What the task asks: In the text on crested newt conservation, retype the passage between "Spatial prioritisation for" and "A., Frantz A.C.", inclusive, word for word.
Start of Text section
Spatial prioritisation for crested newt conservation in Luxembourg: Insights from population genetics and species distribution modelling


Schleimer A., Cantú-Salazar L., Luttringer A., Frantz A.C.


Ecological Solutions and Evidence, vol. 5, n° 1, art. no. e12310, 2024


The intensification of agriculture and urbanisation has precipitated the decline of numerous species, including the northern crested newt (Triturus cristatus). To mitigate the impacts of habitat degradation and loss, restoration initiatives depend on evidence-based decision-making to identify priority sites for conservation efforts. Here, we employed a multidisciplinary approach, drawing on population genetics, species distribution modelling (SDMs) and landscape genetics to develop a spatial prioritisation framework for the creation and/or restoration of crested newt breeding ponds in Luxembourg. For the genetic analyses, more than 1000 crested newts from 98 ponds across Luxembourg were genotyped at 15 microsatellite loci to assess genetic diversity and spatial clustering. The relationship between newt presence and environmental variables was evaluated using SDMs. Priority restoration areas were identified with PRIORITZR, integrating genetic diversity, habitat suitability and connectivity. The population genetic structure was characterised by spatial clustering, which followed an isolation-by-distance pattern. Five sites were identified as significantly differentiated from the remaining populations, warranting targeted conservation efforts. Standing water bodies and proximity to the nearest occupied pond were the most important predictors of crested newt presence. The highest gain in habitat suitability through the creation of new ponds was predicted to occur in southwest Luxembourg. Based on the country-wide predicted occurrence of crested newts and gains in habitat suitability, areas of highest restoration potential were identified in close proximity to existing crested newt populations. The produced maps of priority restoration areas should inform future conservation efforts of the crested newt in Luxembourg. While the importance of preserving genetic diversity is widely recognised, the theory-practice gap frequently precludes the incorporation of genetic aspects into in situ conservation measures or management policies. This case study demonstrates the integration of multidisciplinary analyses within an evidence-based framework to guide species conservation efforts.
End of Text section
Start of Supplied data
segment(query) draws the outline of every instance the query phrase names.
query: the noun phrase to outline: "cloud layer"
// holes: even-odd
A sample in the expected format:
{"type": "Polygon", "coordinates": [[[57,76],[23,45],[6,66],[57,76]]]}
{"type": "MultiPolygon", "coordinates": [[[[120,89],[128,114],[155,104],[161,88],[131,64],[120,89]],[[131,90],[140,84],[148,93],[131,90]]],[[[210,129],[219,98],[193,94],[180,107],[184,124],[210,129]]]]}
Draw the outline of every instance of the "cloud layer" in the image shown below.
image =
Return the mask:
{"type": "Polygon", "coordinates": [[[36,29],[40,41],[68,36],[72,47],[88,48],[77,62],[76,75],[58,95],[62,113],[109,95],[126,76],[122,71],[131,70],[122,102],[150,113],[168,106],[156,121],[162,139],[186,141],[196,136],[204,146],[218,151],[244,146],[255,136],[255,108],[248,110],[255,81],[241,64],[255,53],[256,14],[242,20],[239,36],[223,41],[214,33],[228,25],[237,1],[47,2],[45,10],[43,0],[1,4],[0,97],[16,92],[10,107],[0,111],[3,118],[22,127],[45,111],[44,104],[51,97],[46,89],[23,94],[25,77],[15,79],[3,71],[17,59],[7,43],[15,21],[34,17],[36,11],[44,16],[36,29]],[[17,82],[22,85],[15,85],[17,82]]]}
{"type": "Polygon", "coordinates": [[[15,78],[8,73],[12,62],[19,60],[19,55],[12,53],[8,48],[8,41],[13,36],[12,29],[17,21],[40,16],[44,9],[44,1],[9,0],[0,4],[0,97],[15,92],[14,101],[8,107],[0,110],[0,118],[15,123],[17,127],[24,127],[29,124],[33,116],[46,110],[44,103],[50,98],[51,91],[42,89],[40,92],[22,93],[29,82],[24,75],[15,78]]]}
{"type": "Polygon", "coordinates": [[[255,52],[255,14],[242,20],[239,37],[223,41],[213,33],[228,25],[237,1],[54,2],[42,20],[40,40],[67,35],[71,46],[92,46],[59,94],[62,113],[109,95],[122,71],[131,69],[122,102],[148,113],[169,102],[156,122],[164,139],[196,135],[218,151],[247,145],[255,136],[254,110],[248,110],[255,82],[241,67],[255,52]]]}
End of Supplied data
Start of Supplied data
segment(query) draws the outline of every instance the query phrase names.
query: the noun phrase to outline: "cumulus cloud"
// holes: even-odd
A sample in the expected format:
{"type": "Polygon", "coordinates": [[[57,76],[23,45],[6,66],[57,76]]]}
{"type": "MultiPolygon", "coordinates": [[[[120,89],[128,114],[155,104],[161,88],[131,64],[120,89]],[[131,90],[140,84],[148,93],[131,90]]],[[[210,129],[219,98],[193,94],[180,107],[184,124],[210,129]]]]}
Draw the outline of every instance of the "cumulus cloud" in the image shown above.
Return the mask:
End of Supplied data
Result of this exercise:
Spatial prioritisation for crested newt conservation in Luxembourg: Insights from population genetics and species distribution modelling


Schleimer A., Cantú-Salazar L., Luttringer A., Frantz A.C.